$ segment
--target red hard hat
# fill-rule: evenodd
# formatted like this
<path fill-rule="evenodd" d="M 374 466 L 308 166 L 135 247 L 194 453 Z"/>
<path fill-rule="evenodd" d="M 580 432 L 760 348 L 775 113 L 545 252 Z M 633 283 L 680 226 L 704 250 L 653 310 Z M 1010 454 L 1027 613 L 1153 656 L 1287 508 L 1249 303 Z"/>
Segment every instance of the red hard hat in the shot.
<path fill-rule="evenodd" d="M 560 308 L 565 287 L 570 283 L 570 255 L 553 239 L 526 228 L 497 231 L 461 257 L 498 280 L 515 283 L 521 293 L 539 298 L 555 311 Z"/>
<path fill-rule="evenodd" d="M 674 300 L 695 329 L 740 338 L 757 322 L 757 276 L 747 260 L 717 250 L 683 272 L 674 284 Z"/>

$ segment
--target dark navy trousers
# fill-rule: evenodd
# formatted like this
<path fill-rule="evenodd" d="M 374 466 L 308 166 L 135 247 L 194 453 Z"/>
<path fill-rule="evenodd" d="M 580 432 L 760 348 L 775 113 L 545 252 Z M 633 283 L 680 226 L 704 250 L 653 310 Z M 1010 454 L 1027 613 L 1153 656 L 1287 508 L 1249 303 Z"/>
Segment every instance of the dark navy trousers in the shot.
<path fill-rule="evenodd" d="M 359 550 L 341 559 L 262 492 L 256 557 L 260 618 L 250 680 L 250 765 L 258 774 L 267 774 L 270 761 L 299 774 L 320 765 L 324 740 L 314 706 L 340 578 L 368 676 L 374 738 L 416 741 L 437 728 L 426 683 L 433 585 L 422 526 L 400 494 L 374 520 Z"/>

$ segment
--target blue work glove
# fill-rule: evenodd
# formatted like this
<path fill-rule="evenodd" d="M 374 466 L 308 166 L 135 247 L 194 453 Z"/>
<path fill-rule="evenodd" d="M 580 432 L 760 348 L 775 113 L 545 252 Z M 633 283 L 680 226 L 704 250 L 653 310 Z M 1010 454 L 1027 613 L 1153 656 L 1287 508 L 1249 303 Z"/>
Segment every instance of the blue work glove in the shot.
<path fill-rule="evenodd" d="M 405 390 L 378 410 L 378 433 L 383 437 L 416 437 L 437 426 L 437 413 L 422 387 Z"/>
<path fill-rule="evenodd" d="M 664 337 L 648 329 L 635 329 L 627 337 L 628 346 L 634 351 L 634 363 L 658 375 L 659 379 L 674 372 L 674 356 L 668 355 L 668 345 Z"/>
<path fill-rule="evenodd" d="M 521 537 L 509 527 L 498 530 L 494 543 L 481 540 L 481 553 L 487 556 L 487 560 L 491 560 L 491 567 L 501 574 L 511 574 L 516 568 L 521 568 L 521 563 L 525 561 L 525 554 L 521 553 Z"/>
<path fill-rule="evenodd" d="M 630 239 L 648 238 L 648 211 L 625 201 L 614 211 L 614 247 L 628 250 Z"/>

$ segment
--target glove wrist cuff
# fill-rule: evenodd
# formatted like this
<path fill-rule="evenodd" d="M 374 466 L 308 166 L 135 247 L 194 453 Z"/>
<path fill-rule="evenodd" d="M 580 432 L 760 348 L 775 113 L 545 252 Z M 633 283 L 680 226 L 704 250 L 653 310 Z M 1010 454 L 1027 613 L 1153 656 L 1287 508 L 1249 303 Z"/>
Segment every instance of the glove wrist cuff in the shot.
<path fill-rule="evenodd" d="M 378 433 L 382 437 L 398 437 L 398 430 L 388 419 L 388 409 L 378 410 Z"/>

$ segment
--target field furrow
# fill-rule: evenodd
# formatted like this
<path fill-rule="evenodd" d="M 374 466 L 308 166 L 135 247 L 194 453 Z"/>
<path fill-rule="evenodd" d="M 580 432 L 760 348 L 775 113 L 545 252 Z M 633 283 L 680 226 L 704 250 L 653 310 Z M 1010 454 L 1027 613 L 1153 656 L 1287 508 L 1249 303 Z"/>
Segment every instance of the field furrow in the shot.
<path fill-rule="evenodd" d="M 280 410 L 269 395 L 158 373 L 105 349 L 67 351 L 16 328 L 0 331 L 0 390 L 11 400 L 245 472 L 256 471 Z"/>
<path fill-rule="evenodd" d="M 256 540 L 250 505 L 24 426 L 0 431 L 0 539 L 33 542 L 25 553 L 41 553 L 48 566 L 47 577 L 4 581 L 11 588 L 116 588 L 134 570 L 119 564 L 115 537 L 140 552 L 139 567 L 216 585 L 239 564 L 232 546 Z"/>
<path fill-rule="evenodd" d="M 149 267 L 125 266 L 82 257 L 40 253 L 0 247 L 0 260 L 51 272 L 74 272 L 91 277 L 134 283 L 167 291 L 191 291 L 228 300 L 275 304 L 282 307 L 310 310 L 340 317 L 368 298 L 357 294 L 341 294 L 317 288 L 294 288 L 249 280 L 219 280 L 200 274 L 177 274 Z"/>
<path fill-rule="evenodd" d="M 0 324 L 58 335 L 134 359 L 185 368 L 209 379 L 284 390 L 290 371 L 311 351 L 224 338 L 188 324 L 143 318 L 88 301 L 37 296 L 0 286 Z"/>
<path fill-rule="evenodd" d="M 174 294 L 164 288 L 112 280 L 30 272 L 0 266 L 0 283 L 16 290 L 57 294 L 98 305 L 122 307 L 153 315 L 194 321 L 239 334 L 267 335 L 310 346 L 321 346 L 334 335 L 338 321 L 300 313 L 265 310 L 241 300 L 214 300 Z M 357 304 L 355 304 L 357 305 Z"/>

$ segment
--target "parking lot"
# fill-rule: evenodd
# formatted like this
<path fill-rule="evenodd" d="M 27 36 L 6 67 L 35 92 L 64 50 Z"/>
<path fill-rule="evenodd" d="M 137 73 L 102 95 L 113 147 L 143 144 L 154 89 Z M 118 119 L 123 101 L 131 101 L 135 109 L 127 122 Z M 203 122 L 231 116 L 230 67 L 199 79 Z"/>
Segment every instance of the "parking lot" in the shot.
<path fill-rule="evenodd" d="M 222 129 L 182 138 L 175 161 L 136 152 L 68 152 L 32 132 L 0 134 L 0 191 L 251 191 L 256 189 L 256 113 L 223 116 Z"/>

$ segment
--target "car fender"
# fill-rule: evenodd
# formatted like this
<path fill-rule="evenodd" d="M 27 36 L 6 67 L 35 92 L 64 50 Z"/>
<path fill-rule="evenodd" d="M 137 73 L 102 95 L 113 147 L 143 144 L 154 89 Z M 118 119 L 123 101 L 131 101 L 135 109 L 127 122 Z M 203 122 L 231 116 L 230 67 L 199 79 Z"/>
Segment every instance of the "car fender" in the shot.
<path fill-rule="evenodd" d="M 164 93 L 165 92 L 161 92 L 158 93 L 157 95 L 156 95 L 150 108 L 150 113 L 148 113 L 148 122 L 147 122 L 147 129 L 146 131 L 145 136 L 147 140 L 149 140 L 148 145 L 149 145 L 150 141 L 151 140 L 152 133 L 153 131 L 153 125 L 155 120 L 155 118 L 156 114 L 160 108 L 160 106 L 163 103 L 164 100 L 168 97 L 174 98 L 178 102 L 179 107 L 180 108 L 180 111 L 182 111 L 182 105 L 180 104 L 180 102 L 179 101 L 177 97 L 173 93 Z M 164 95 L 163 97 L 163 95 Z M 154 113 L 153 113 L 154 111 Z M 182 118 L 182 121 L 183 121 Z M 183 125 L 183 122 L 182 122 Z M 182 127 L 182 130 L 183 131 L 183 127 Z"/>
——————————
**GIVEN PROBLEM**
Convert everything from the start of the data down to the line containing "359 550 L 341", both ends included, into a JSON list of strings with one string per line and blank lines omitted.

**SOLUTION TO THIS TASK**
[
  "$ segment",
  "--target red hard hat",
  "# fill-rule: evenodd",
  "# formatted like this",
  "<path fill-rule=\"evenodd\" d=\"M 374 466 L 308 166 L 135 247 L 194 453 Z\"/>",
  "<path fill-rule=\"evenodd\" d=\"M 580 432 L 760 348 L 775 113 L 545 252 Z M 633 283 L 680 226 L 704 250 L 653 310 Z M 1010 454 L 1027 613 L 1153 656 L 1287 508 L 1249 303 Z\"/>",
  "Segment every instance of the red hard hat in the shot.",
  "<path fill-rule=\"evenodd\" d=\"M 560 308 L 565 287 L 570 283 L 570 255 L 553 239 L 526 228 L 497 231 L 461 257 L 498 280 L 515 283 L 521 293 L 539 298 L 555 311 Z\"/>",
  "<path fill-rule=\"evenodd\" d=\"M 674 300 L 695 329 L 740 338 L 757 322 L 757 276 L 747 260 L 717 250 L 683 272 L 674 284 Z\"/>",
  "$ segment",
  "--target dark navy trousers",
  "# fill-rule: evenodd",
  "# formatted like this",
  "<path fill-rule=\"evenodd\" d=\"M 374 466 L 308 166 L 135 247 L 194 453 Z\"/>",
  "<path fill-rule=\"evenodd\" d=\"M 580 432 L 760 348 L 775 113 L 545 252 Z M 633 283 L 680 226 L 704 250 L 653 310 Z M 1010 454 L 1027 613 L 1153 656 L 1287 508 L 1249 303 Z\"/>",
  "Segment every instance of the dark navy trousers in the shot.",
  "<path fill-rule=\"evenodd\" d=\"M 359 550 L 341 559 L 262 492 L 256 557 L 260 618 L 250 680 L 250 765 L 258 774 L 267 774 L 270 761 L 299 774 L 320 765 L 324 740 L 314 706 L 340 578 L 368 676 L 374 738 L 416 741 L 437 728 L 426 683 L 433 585 L 422 526 L 400 494 L 374 520 Z\"/>"
]